Rewrite the lines below, changing "shelf-audit log" to "inventory log" wherever it occurs and keeping everything else the same.

____ MATERIAL FOR THIS EXERCISE

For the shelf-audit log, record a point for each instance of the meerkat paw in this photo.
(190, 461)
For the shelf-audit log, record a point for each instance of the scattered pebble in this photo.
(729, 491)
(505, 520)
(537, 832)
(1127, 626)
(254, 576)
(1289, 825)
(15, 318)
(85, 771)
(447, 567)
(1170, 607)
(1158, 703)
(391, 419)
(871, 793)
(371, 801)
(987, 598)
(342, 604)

________

▶ [RESULT]
For the inventory log, record a point for each instance of the meerkat paw in this photo.
(190, 461)
For the inventory log, record a point for each instance of the scattered pebble in this photo.
(729, 491)
(505, 520)
(537, 832)
(1127, 626)
(254, 576)
(1289, 825)
(15, 318)
(85, 771)
(447, 567)
(1170, 607)
(1158, 703)
(391, 419)
(871, 793)
(371, 801)
(987, 598)
(342, 604)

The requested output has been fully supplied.